===== Source

Nos lecteurs attendent avec appréhension le projet de loi sur le système de santé du ministre Christian Dubé. On se questionne notamment sur la nécessité de recruter des « top guns » du secteur privé pour diriger la future agence Santé Québec. Voici un aperçu des réponses à notre appel à tous de cette semaine.

Les « top guns » sont déjà là

Des « top guns », il y en a déjà dans le réseau public, j’en ai connu et j’en connais encore ! Commençons par dépolitiser les nominations, identifier les « top guns » déjà en place, leur confier des mandats objectivement réalisables et leur donner les conditions essentielles à la réussite. Parmi les « top guns », il y a, qu’on le veuille ou non, des représentants syndicaux qui savent ce qui pose problème et ont de véritables solutions à proposer. Parmi les « top guns », malgré toutes les manœuvres trop souvent mises en place pour « contrôler » leur travail… il reste quelques commissaires locaux aux plaintes et à la qualité des soins et services qui connaissent les droits des usagers et qui sont capables non seulement d’identifier les carences, mais aussi les solutions.

==========

### Défis
A) Dans le texte sur le projet de loi en santé, quelles sont les actions que l'auteur propose de faire en premier, après « Commençons par » ? Nommez-les toutes.
B) Donnez la suite du texte sur le projet de loi en santé, à partir de la fin de sa dernière phrase.

===== Données sources

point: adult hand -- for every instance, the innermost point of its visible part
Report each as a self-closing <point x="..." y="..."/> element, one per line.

==========

### Réponses aux exercices
A)
- Dépolitiser les nominations
- Identifier les « top guns » déjà en place
- Leur confier des mandats objectivement réalisables
- Leur donner les conditions essentielles à la réussite

B)
Micheline Charest

Trop de bureaucratie

Ajouter des morceaux de puzzle à l’immense structure organisationnelle de la santé ne fera qu’empirer les problèmes. Aucun de vos « top guns » du privé ne serait capable de gérer efficacement une organisation avec une bureaucratie accaparant plus de 50 % de ses ressources. Les urgences débordent et les infirmières sont à bout de souffle. La solution est simple, Monsieur le Ministre, investissez massivement dans le travail au front et réduisez considérablement toute cette bureaucratie qui s’embourbe dans sa paperasserie.

Gilles Dubé

Des gestionnaires de métier

Ce ministre me donne pleine confiance en l’avenir d’un système qui coûte si cher, et a certainement besoin de gestionnaires de métier au gouvernail. Nos grandes écoles d’administration devraient être mises au défi de créer le nouveau modèle tant recherché dans ce secteur. La parade des ministres-docteurs-libéraux a été un peu trop personnalisée et avait des airs d’autrefois où le médecin et le curé du village savaient ce qui était bon pour le peuple.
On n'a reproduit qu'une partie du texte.